Passage to read:
------------------------------------------------------------

Chaska Senior High School (CHS) is a public high school located in Chaska, Minnesota, United States, a southwestern suburb of the Minneapolis-St. Paul area. CHS is a 912 grade school that is attended by more than 1,500 students.

The school mascot is the "Hawk," with the school colors being purple and gold.

History
Chaska High School first opened in the early 20th-century with its first graduating class in 1906. Since then, Chaska High School has moved to newer facilities three times. Currently, Chaska High School resides at 545 Pioneer Trail. The present facility opened in 1996.

The high school was plagued with a series of racist incidents, starting with media coverage in September 2018 of students who attended a home football game in blackface and an African American-style wig. The issue was echoed in 2019 with another blackface incident in February.

Several black students responded by naming themselves Black History Uncensored and leading a peaceful protest on March 1, 2019 at Chaska High School. They created posters that were presented at a community center event later that month. The protest was against what they and others saw as inequitable censorship of their efforts to share what they viewed as important stories in American history.

Responding to news media coverage of an image circulating on students' social media and posted to a lacrosse channel by Chaska students, Bach and superintendent of schools Clint Christopher admitted they'd known about the images for "about a week," and apologized for not at the meeting being transparent about it with parents. The image featured the faces of 25 black students photoshopped on a map with "Negro Hill" written on it.

Current facilities
Chaska's current facilities feature auditorium, several gymnasiums, a cafeteria, tech-ed labs, computer labs, a media center, a stadium, and several athletic fields. Originally designed for 1,600 students, the school received a substantial addition in 2004.

Houses
Chaska High School is organized into four main houses:

Purple House
Blue House
Red House
Green House

Each house has two stories and similar design. They are connected by one large hallway. This main hallway is a little less than one quarter mile long. There is also a South Wing of the high school, south of the main hallway, which holds the cafeteria and connects to the activities section of the school. Starting in 2012, the Green House was converted into the Family Learning Center, a pre-school setting. As of 2017, the Green House returned to a normal high school setting, holding mostly freshmen.

Media center
The Chaska High School media center is the school's library and technology center. It has four separate labs; two of which use Dell PCs and two which use Apple computers. The first floor consists of the library proper, as well as all PCs. Second floor houses the Apple computer labs, as well as Jumpstart studios, the semi-weekly school news program. The media center area also holds the copy room, tech support and all other IT services for the school.

------------------------------------------------------------

Data lines:
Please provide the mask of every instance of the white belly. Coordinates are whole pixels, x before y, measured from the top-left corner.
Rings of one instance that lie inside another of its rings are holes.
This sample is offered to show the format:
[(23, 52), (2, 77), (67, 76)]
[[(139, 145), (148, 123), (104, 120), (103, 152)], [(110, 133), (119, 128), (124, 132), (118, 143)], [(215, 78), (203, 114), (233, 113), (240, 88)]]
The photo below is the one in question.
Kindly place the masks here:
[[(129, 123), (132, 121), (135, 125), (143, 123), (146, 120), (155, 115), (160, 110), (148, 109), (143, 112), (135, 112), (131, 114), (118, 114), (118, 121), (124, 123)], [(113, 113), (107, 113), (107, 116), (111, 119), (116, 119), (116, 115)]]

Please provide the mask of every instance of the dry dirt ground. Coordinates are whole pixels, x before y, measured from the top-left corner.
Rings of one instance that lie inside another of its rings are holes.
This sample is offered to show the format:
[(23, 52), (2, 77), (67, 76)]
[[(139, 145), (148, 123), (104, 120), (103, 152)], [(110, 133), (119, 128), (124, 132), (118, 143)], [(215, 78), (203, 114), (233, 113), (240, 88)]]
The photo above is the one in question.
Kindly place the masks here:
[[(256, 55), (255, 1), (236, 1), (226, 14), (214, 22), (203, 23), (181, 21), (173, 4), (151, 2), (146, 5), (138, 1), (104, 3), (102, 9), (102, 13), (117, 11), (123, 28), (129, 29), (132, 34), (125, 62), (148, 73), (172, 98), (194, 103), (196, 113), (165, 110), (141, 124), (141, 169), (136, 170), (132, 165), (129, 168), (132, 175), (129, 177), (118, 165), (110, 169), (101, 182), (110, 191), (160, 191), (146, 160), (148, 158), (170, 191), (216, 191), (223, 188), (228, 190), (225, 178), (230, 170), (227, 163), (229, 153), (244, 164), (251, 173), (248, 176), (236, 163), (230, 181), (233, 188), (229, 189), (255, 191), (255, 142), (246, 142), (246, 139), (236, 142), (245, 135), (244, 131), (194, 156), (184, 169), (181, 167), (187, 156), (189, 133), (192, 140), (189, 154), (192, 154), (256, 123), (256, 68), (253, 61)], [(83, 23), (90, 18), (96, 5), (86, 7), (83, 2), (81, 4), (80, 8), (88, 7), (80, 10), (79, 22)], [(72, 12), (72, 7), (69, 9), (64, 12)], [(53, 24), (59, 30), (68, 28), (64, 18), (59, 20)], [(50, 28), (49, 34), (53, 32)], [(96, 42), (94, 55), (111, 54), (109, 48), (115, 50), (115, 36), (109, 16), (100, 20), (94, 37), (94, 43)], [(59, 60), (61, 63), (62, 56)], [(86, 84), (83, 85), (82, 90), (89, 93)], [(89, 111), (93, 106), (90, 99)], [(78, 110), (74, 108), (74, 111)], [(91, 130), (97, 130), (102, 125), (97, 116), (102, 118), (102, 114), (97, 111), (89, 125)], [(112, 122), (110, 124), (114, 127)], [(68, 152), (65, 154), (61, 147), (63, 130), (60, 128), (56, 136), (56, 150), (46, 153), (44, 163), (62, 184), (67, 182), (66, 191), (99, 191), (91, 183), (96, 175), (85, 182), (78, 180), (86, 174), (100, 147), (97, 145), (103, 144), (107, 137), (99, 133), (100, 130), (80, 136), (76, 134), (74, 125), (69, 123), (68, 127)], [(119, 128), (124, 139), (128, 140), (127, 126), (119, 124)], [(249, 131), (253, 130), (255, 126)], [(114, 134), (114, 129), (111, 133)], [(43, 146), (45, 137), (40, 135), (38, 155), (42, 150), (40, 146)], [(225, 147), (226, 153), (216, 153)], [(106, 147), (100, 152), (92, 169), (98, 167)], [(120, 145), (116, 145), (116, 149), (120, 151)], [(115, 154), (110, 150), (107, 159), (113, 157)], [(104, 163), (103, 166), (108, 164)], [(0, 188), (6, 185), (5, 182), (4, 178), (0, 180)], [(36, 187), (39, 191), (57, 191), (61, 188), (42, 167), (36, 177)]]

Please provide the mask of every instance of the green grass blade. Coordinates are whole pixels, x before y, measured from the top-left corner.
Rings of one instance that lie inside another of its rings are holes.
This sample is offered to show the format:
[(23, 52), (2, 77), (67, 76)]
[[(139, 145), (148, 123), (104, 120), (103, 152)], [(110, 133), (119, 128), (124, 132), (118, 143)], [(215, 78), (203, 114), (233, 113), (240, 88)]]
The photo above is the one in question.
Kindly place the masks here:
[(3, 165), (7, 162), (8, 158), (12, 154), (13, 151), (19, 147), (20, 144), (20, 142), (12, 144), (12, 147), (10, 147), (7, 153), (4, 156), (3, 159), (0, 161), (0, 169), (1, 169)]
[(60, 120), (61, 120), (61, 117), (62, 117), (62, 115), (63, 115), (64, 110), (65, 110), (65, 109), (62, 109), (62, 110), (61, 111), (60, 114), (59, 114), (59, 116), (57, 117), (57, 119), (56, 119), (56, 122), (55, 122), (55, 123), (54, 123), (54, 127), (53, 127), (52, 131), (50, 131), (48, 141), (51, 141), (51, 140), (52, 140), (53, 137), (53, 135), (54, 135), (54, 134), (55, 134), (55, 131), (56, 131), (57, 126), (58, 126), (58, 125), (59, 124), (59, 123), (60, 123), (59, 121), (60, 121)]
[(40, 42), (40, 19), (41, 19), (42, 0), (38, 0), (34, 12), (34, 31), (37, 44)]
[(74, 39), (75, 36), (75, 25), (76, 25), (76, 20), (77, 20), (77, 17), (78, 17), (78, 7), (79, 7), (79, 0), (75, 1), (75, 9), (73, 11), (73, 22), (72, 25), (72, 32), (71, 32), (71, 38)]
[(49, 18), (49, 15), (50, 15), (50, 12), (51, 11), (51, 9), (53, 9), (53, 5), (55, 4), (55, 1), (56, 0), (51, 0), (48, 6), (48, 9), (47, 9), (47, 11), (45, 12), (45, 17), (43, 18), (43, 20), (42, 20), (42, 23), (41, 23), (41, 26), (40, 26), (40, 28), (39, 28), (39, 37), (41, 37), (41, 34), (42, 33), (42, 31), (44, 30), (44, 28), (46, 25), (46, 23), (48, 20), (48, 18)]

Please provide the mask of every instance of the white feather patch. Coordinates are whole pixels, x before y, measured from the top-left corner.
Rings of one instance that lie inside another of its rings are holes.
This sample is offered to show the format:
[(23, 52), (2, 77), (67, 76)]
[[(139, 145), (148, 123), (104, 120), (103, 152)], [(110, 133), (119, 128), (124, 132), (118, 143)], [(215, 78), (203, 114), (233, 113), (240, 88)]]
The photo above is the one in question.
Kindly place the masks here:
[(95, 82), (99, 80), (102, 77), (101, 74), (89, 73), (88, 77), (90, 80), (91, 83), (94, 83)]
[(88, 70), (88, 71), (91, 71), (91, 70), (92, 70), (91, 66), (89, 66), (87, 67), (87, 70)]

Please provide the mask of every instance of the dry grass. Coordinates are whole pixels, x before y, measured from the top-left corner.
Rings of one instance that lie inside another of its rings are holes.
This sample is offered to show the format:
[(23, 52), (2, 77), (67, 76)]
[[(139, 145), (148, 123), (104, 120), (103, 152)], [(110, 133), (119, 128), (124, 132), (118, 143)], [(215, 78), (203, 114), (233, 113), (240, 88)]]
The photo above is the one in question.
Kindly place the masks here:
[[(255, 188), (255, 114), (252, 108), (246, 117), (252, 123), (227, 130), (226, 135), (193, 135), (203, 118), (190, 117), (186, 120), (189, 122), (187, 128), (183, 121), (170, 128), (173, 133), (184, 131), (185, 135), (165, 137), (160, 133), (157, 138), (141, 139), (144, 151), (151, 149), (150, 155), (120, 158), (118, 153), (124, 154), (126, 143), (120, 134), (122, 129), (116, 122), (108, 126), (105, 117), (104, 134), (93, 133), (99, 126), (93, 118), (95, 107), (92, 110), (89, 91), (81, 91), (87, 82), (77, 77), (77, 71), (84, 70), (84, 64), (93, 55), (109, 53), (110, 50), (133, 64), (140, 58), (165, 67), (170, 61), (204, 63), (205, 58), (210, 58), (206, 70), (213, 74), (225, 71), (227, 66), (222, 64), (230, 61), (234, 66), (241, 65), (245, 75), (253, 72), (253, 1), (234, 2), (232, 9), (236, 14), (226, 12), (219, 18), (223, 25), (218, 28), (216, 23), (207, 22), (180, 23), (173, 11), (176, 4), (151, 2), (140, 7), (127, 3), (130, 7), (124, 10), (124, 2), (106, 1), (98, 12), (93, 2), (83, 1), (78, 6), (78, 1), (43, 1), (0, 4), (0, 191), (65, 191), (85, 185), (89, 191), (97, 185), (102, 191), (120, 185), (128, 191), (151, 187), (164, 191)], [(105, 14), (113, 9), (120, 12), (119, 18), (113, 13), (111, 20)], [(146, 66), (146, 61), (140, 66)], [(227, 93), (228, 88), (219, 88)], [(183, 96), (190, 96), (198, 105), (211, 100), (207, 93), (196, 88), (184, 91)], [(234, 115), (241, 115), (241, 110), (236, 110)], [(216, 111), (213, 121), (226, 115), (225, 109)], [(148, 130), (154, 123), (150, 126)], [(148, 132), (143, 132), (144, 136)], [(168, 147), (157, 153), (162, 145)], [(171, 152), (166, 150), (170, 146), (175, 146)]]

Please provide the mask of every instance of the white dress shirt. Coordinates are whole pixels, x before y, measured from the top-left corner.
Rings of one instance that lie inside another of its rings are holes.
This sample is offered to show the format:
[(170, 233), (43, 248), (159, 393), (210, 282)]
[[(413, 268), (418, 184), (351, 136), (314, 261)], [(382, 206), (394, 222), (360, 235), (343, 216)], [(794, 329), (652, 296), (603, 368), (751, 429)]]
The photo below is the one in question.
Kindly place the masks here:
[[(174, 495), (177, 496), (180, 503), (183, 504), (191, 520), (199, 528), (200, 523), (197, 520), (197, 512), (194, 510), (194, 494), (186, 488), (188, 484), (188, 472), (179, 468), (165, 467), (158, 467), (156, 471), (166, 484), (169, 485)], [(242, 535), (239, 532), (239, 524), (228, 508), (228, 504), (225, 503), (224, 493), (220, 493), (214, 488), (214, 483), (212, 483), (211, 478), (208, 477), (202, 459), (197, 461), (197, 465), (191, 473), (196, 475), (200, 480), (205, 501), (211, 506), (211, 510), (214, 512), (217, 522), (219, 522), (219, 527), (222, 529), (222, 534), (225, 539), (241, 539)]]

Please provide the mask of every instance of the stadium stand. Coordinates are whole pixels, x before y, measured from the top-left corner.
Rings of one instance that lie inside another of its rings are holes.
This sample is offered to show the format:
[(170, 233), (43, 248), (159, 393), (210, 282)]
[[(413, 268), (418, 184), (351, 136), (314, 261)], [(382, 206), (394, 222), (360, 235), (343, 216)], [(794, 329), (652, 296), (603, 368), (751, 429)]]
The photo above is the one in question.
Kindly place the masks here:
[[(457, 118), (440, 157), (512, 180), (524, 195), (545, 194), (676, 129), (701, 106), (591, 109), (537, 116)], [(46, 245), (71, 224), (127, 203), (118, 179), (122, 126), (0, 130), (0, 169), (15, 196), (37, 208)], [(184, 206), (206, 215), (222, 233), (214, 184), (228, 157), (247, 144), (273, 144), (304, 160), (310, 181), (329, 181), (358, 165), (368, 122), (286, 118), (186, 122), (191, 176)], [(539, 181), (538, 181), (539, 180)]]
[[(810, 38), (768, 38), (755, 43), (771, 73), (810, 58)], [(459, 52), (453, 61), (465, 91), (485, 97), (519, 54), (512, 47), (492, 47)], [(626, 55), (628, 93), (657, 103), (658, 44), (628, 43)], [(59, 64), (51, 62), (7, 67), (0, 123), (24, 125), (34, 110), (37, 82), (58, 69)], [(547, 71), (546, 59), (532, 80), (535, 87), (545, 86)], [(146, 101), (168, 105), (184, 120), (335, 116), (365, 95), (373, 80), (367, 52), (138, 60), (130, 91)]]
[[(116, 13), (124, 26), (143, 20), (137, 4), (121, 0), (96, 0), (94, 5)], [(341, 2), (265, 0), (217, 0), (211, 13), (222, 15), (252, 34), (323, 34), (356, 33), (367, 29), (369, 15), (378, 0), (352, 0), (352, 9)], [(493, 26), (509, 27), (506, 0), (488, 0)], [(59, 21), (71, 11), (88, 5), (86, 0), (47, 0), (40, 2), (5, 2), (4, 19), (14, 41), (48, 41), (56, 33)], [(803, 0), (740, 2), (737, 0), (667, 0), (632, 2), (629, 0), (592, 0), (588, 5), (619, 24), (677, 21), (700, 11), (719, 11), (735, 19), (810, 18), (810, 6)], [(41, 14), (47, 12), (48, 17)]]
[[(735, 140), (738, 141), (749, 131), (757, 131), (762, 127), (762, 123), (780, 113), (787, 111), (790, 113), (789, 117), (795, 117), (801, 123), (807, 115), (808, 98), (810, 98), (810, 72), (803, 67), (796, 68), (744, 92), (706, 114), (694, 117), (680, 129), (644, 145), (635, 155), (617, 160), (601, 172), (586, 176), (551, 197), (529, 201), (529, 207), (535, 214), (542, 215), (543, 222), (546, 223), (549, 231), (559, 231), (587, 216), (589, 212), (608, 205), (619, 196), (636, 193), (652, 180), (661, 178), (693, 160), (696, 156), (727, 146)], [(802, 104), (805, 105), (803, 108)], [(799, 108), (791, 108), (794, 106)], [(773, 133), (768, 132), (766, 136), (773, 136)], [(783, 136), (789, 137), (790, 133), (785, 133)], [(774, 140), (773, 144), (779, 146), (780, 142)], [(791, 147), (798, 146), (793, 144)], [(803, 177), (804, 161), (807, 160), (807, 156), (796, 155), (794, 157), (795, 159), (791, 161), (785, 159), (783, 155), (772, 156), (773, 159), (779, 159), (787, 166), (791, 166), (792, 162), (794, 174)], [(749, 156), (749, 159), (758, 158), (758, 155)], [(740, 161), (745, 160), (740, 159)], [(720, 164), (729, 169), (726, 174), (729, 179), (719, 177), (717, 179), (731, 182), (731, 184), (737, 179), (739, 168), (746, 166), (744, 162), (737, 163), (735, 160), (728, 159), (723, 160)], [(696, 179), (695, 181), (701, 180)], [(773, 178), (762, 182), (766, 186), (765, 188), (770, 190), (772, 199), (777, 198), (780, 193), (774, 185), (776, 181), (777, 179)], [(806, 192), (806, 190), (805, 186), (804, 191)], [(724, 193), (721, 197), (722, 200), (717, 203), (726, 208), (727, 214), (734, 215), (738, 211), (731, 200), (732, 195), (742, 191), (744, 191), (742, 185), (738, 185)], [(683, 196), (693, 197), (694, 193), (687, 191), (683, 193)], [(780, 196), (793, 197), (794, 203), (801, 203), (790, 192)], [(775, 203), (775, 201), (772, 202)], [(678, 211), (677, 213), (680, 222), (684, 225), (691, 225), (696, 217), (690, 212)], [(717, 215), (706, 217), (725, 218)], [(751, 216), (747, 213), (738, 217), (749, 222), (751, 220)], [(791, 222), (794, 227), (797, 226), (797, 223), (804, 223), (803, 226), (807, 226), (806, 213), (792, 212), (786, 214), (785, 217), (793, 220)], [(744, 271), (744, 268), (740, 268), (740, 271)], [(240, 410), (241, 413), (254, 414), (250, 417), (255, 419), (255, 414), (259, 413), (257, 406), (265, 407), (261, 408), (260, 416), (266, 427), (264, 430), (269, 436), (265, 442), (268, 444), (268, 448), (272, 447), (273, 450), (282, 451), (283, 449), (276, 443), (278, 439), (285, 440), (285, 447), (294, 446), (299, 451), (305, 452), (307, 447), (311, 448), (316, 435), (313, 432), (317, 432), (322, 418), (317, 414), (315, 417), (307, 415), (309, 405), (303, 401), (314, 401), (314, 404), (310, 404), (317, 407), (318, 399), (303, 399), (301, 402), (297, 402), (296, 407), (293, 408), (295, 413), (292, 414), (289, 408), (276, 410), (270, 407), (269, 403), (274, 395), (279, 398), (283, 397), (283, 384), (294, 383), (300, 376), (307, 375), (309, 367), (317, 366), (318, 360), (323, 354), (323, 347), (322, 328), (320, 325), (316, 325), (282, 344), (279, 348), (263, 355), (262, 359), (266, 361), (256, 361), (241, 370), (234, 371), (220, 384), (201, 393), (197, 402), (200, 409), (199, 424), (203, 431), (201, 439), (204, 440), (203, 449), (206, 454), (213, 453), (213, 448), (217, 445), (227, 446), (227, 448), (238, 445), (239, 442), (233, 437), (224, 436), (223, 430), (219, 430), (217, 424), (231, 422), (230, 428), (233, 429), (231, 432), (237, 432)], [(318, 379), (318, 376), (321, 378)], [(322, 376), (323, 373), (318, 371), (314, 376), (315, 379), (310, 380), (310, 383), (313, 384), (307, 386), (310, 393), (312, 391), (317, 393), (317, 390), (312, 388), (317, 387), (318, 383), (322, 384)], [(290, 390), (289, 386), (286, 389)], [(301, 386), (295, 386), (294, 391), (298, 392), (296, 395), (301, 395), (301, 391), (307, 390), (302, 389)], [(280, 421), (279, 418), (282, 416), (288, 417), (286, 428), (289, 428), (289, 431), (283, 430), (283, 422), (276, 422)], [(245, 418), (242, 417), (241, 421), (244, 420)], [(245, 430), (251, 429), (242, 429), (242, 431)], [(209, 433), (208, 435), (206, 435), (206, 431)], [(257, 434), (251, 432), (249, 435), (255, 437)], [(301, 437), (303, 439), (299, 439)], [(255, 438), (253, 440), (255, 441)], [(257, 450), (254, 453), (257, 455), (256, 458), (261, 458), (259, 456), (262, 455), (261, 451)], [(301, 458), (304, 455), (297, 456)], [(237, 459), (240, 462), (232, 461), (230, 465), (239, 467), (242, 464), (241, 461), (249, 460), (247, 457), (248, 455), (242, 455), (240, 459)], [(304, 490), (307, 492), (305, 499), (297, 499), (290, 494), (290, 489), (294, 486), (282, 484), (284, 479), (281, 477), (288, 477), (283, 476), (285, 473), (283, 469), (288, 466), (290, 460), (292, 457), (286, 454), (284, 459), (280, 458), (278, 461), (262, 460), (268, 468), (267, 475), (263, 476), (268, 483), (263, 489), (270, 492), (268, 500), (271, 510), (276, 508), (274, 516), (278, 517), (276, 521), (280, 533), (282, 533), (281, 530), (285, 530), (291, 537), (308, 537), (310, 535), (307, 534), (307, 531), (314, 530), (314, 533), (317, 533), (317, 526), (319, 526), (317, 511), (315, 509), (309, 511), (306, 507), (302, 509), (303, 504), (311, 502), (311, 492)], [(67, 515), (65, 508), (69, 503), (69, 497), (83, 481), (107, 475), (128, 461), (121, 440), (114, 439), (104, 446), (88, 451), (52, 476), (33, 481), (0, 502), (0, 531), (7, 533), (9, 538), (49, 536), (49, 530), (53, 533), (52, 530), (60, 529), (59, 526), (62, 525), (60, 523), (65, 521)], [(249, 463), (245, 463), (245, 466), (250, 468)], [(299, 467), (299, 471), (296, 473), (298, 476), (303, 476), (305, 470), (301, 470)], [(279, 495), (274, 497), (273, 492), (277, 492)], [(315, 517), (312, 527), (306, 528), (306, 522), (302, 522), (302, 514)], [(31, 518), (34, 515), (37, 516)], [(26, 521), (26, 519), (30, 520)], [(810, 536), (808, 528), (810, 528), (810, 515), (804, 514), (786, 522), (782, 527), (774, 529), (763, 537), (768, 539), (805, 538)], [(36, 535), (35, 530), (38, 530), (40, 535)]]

------------------------------------------------------------

The tasks:
A. According to the article on Chaska High School, in what year did the present facility open?
B. Please translate this sentence from the article on Chaska High School into Spanish: "Each house has two stories and similar design."
C. Continue the article on Chaska High School from the point where it ends.

Answer set:
A. 1996

B. Cada casa tiene dos pisos y un diseño similar.

C.
The South Wing
This takes up about half the school's area. It consists of the band room, choir room, cafeteria, the auditorium, two gymnasiums, the weight room, locker rooms, workshops, additional classrooms, the activities office, athletic locker rooms, and other athletic-related areas. It is connected through the blue house and the media center. The cafeteria is one story with a high cone glass roof, but the athletic area is two stories.

Activities

Music
Chaska High School has four choirs, three bands, and many extracurricular groups that offer a wide range of music styles and levels. The choirs are called Cantare, Vivace, Bel Canto, and Concert Choir; the bands are Concert Band, Symphonic Band, and Wind Symphony.

Academic teams
Chaska High School actively participates in several academic competitions, including Knowledge Bowl, Quiz Bowl, and Science Bowl.

Chaska won the Minnesota State Knowledge Bowl Meet in 1992, 1993, 1995, 1997, 2003, 2009, and 2012. It also won the Minnesota High School Quiz Bowl League in 1992, 1993, 1999, 2000, 2003, 2004, and 2009.

Sports
Chaska High School is part of the Metro West Conference in the Minnesota State High School League.

Notable alumni
Andy Bisek, Greco-Roman wrestler
Tony Denman, actor (Fargo) 
Brad Gulden, retired MLB player 
Brad Hand, Major League Baseball pitcher (Florida/Miami Marlins, San Diego Padres)
Mike Lindell, founder of My Pillow
Tim Mattran, football player (St. Louis Rams)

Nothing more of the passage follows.